*À faire*
Dans la notice sur Romain Rolland ci-dessous, relevez s'il vous plaît toutes les personnes qu'elle nomme, à l'exception de Rolland lui-même.

*Extrait du document*
···

Romain Rolland (1866-1944),
né comme beaucoup de Rolland à Clamecy, Romain
n'embrasse pas pour autant la carrière de notaire si prisée
dans la famille (trois générations à l'étude). Lui préférant
l'enseignement, il intègre l'École normale supérieure où
il se lie avec Paul Claudel et André Suarès. Agrégé
d'Histoire puis docteur ès Lettres, son ambition n'est
bientôt plus celle d'enseigner les Lettres mais de les
pratiquer. Il collabore ainsi à différentes revues (littéraires
et musicales), s'essaie à l'écriture de drames (amorce du
«Cycle de la Révolution» en 1898) et donne le jour à
quelques vies d'hommes illustres (Beethoven, Michel-Ange,
Tolstoï...). La publication dans les Cahiers de la
Quinzaine de Charles Péguy de son grand roman
initiatique Jean-Christophe entre juillet 1903 et octobre
1912 lui donne enfin l'occasion de se faire un nom dans
les Lettres et de vivre de sa plume. Surpris en 1914 par la
déclaration de guerre alors qu'il séjourne en Suisse, il y
reste et publie dans Le Journal de Genève le pamphlet
pacifiste Au-dessus de la mêlée. Nobelisé en 1916, il profite
de sa notoriété pour mettre en garde l'Europe contre la
prolifération de ses cimetières. Manifestement sourde à
ses nombreux manifestes publiés dans la presse, Rolland
fustige l'aveuglement des nations par le biais de fictions
(Liluli en 1919, Pierre et Luce et Clérambault en 1920),
avant de se noyer dans l'écriture d'un dernier roman-fleuve
(L'Âme enchantée, 1922-1933).
De son exil à Villeneuve à sa retraite à Vézelay, il poursuit
dès lors les chapitres d'une oeuvre où plane la sagesse
hindouiste, la musique de Beethoven et le dernier
mouvement d'un «voyage intérieur».

···

Enregistrements de cadres étiquetés:
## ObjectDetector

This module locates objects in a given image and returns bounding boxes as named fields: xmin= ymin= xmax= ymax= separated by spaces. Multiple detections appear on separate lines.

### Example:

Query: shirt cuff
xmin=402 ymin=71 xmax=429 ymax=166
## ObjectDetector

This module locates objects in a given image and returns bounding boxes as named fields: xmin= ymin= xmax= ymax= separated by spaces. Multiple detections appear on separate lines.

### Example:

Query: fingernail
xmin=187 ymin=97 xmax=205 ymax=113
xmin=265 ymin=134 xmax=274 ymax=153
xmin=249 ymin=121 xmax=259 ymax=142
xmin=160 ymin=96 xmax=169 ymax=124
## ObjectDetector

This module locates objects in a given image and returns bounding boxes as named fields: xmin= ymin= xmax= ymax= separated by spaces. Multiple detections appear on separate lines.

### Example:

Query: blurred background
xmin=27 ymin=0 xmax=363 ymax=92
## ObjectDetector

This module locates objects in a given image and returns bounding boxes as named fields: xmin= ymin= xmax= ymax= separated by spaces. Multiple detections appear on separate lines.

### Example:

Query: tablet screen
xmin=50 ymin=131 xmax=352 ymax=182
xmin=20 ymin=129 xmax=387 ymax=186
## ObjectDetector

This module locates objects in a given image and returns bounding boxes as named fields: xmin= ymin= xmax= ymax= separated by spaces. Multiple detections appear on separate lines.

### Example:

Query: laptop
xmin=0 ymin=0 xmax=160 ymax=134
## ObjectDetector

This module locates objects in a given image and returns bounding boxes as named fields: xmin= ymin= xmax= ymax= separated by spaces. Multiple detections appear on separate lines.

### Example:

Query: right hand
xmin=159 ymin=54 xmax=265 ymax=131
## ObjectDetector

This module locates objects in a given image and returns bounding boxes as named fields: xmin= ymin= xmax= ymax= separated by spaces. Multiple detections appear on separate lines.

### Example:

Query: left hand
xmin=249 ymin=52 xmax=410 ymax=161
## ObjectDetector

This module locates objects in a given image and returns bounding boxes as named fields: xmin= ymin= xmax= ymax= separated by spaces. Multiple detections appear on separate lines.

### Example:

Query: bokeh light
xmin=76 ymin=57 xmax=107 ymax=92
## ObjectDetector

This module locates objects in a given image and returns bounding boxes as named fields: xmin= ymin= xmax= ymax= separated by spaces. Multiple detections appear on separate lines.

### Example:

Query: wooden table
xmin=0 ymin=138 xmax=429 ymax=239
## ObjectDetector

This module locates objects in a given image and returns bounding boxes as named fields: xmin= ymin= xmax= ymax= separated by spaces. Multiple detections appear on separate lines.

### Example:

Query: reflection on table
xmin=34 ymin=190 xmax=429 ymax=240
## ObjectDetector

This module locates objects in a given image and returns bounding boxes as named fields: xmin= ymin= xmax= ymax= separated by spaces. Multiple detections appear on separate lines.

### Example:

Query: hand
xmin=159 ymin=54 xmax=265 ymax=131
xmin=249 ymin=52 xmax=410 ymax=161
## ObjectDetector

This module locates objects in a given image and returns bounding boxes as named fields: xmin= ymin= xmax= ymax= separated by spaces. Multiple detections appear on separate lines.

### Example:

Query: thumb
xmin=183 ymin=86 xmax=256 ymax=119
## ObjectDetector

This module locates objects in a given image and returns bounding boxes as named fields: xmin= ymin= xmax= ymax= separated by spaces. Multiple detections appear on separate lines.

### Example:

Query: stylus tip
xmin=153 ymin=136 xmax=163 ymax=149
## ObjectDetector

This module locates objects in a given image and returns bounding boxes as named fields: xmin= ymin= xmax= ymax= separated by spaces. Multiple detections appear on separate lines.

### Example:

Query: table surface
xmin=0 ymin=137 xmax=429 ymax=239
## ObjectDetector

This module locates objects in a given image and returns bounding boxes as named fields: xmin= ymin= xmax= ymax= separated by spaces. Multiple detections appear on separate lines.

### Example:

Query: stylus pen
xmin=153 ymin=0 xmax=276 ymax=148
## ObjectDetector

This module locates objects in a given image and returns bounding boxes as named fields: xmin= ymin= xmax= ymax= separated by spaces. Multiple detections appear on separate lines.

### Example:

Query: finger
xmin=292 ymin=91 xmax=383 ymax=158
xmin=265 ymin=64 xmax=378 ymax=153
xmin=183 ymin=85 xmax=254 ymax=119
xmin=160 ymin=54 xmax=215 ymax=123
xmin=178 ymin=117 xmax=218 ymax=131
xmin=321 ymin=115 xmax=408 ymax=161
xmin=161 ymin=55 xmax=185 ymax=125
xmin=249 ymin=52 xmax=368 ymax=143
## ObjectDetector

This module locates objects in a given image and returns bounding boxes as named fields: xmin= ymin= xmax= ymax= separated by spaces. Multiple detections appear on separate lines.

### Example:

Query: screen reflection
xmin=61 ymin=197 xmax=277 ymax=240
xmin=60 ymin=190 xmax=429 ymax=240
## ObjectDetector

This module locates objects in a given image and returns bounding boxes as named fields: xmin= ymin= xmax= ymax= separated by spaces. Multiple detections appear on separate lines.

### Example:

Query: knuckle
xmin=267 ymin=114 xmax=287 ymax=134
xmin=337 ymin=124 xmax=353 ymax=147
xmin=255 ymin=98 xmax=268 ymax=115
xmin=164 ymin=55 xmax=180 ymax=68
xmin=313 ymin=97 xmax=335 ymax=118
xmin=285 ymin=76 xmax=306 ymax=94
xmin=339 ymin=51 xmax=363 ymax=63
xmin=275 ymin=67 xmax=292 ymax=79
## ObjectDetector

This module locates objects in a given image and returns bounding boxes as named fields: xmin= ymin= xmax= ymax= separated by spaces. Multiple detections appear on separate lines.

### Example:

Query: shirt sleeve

···

*Corrigé*
Paul Claudel, André Suarès, Beethoven, Michel-Ange, Tolstoï, Charles Péguy